### THE DATA
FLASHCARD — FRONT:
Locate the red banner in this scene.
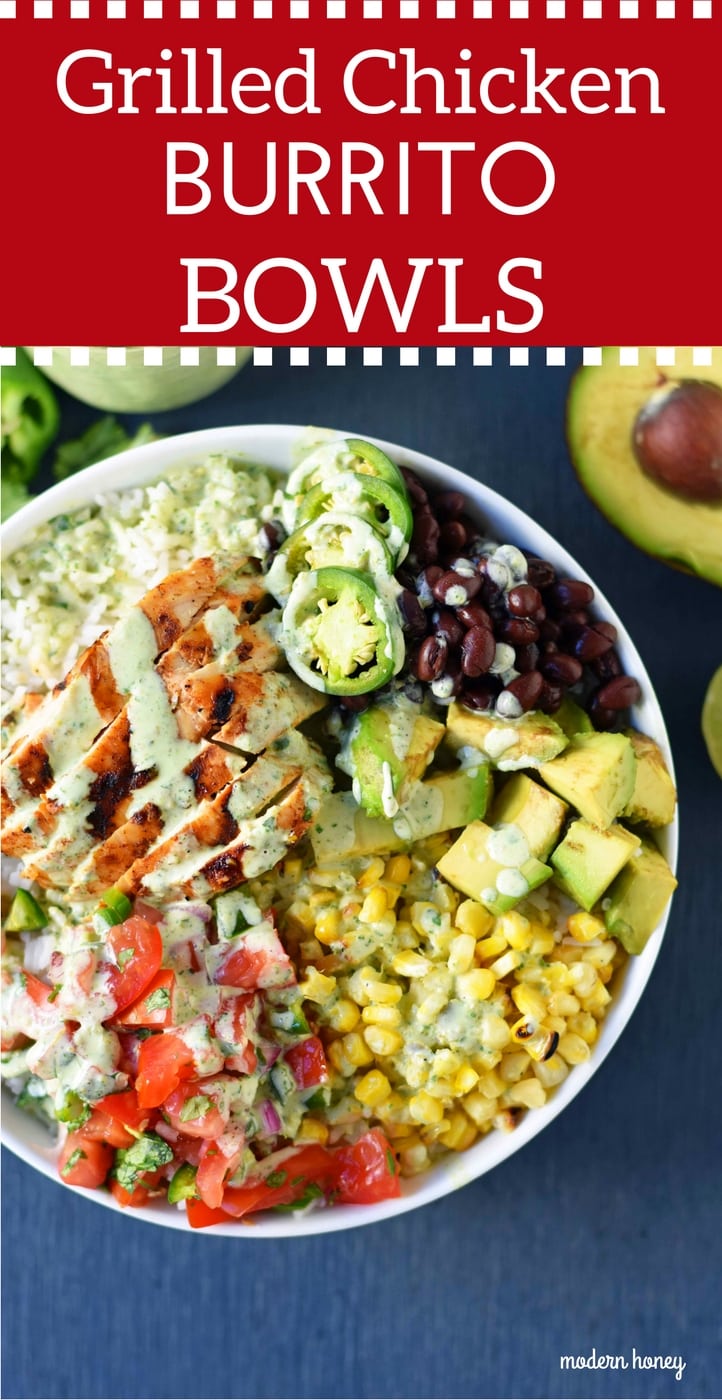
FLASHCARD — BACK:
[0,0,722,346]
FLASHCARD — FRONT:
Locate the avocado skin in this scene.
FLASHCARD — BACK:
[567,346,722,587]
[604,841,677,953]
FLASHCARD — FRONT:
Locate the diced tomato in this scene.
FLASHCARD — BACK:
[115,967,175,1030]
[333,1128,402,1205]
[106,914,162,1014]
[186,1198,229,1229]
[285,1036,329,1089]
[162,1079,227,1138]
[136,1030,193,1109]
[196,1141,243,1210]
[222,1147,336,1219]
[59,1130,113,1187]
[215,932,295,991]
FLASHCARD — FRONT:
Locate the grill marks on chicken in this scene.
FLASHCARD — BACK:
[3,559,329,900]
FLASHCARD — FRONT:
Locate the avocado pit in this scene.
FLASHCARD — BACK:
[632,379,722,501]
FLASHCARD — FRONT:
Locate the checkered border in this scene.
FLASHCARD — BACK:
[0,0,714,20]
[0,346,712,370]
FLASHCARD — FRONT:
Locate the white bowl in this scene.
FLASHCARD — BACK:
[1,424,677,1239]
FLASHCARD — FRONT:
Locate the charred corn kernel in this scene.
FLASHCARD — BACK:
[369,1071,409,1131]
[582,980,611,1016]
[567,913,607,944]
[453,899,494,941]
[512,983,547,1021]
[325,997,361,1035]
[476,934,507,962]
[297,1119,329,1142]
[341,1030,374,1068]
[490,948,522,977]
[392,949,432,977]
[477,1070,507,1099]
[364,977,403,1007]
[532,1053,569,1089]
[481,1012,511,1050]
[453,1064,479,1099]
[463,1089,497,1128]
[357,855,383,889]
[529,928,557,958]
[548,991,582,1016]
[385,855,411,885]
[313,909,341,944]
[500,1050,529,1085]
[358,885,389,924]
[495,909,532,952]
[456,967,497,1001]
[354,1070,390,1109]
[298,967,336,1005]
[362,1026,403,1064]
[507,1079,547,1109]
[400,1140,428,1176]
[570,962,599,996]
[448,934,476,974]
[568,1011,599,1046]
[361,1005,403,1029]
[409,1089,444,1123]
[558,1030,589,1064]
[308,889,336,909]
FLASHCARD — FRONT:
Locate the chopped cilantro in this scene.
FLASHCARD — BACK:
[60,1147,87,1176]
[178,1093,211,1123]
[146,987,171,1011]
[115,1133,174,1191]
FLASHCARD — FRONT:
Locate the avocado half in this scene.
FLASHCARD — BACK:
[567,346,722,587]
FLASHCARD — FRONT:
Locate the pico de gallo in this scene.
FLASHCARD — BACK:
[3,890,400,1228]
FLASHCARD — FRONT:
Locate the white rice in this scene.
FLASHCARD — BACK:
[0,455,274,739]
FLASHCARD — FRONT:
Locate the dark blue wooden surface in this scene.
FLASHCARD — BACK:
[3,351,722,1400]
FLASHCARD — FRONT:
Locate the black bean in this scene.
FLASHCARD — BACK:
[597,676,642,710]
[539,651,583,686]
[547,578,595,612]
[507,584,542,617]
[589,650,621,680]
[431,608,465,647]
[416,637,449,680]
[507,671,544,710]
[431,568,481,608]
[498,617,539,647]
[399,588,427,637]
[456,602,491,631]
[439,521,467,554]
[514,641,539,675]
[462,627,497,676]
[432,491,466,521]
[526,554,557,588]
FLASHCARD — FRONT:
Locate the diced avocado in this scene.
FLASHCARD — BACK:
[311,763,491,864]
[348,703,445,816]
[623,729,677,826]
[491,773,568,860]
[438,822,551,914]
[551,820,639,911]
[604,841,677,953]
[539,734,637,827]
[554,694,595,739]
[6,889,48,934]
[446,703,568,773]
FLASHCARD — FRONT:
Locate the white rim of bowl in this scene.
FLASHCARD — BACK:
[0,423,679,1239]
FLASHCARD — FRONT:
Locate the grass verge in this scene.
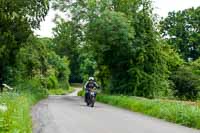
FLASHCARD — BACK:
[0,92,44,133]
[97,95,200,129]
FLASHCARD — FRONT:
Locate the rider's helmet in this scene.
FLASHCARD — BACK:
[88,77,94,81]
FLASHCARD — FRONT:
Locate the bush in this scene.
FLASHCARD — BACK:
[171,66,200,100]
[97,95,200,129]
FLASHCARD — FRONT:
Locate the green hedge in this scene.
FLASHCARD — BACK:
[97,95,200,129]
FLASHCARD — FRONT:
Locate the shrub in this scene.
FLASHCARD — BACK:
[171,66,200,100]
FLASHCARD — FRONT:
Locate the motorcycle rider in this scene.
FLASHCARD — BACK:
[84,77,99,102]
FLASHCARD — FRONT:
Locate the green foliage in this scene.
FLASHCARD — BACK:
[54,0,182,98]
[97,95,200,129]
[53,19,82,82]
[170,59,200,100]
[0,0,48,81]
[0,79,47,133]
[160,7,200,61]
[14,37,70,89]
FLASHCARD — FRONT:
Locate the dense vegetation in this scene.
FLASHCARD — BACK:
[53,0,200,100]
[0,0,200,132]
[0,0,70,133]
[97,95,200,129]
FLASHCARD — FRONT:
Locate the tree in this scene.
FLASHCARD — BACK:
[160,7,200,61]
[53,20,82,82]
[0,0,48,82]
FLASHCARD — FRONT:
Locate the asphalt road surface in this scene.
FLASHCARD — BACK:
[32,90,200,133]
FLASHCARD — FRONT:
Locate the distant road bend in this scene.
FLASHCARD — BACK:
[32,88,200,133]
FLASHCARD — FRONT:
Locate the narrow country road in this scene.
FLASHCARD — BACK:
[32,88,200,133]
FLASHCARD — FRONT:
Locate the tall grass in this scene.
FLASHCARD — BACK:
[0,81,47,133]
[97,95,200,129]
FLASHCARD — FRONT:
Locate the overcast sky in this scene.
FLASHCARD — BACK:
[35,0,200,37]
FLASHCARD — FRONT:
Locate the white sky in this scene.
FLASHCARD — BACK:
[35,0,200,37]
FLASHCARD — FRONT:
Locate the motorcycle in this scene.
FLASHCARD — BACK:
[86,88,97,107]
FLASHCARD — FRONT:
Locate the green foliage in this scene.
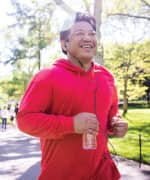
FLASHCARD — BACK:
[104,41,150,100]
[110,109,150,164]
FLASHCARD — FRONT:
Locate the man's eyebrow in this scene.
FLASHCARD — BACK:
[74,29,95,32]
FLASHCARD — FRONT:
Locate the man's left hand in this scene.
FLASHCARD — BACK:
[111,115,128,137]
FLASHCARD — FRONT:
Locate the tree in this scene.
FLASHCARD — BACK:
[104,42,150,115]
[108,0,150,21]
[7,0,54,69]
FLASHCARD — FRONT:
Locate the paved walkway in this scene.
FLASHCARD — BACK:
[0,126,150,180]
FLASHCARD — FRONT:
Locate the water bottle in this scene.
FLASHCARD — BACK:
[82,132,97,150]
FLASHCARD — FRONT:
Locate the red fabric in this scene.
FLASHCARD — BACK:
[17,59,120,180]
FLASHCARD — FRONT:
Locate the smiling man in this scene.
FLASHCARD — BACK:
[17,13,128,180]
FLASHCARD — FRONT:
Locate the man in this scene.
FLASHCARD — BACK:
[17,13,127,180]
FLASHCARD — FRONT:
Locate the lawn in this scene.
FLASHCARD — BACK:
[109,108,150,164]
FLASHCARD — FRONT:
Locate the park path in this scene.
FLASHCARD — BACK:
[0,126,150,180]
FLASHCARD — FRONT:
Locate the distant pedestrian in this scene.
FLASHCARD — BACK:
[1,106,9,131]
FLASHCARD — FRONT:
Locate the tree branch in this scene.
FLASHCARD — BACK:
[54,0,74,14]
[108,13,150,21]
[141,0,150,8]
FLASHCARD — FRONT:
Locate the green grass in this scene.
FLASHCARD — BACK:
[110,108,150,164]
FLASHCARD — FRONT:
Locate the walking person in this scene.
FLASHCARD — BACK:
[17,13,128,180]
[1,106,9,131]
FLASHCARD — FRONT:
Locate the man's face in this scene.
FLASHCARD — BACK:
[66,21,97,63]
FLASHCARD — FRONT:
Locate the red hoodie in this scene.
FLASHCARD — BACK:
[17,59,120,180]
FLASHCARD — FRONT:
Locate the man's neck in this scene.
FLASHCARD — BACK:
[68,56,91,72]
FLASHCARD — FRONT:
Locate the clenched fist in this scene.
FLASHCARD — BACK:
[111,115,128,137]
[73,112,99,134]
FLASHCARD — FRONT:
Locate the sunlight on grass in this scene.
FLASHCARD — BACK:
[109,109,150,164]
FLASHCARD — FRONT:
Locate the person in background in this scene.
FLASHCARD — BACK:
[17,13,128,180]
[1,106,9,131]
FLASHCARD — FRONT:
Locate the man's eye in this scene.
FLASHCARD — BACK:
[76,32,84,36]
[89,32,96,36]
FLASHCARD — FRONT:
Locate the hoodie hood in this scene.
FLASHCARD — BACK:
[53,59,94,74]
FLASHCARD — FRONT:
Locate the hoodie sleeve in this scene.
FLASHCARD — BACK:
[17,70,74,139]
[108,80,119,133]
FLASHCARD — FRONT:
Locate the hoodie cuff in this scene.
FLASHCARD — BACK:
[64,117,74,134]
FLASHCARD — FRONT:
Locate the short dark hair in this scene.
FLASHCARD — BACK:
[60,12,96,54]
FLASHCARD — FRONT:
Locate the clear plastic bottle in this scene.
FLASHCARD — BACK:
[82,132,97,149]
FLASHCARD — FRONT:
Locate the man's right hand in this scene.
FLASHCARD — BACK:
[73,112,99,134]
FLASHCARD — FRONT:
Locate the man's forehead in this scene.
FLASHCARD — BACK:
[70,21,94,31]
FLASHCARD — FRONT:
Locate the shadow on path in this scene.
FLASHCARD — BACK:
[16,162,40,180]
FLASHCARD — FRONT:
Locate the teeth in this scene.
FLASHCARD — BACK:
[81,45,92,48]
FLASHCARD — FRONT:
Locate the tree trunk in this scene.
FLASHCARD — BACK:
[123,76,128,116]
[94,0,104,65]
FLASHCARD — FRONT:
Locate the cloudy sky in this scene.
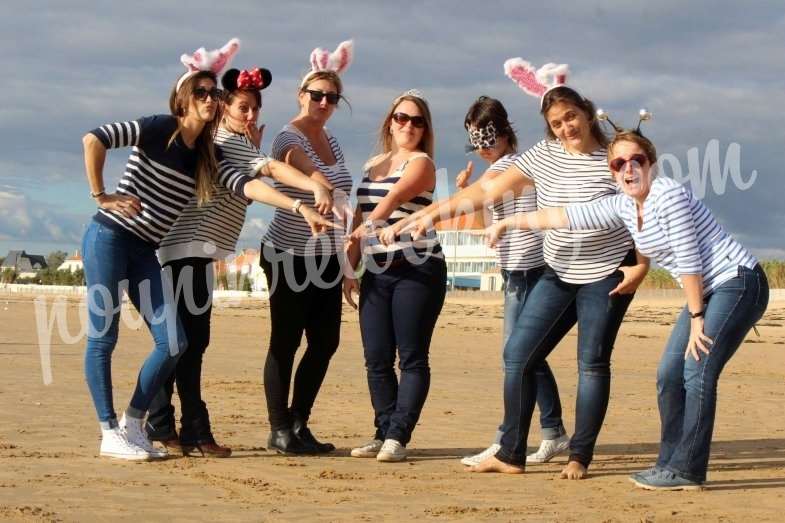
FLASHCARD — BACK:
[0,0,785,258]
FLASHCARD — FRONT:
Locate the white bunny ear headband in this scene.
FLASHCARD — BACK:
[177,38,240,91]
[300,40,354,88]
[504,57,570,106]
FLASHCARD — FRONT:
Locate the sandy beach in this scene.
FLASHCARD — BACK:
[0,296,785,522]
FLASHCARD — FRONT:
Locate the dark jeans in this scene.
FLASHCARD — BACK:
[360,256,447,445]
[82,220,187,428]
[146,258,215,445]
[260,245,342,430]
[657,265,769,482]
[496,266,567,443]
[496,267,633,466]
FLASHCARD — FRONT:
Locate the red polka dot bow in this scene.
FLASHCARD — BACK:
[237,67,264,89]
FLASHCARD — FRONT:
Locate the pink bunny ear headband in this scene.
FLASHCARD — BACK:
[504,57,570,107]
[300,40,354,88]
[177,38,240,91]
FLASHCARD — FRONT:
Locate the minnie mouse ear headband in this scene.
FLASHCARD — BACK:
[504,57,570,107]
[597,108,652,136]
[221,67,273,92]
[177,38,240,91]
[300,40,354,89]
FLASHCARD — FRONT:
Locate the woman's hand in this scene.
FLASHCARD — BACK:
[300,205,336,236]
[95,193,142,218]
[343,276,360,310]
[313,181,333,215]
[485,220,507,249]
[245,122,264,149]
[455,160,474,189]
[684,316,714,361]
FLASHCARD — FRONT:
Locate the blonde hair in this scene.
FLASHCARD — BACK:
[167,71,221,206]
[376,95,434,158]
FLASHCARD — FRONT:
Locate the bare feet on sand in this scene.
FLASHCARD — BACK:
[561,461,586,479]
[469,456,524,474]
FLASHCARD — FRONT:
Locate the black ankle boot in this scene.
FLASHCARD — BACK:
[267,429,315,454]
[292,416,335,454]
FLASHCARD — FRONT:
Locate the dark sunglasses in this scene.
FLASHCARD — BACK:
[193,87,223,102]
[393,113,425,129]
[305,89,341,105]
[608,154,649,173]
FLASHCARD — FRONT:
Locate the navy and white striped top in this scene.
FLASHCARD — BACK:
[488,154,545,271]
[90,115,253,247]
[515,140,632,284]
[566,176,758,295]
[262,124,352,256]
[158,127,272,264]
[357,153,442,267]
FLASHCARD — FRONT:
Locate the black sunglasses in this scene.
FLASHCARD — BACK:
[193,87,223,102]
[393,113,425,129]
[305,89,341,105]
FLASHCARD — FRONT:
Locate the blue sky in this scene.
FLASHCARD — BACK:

### PROBLEM TO SOLVE
Pull out every line in the records above that contains the string "black", matching case exactly.

### THE RESULT
Locate the black bean in this scene.
Locate the black ankle boot in this scene.
Locate the black sunglasses in this scene.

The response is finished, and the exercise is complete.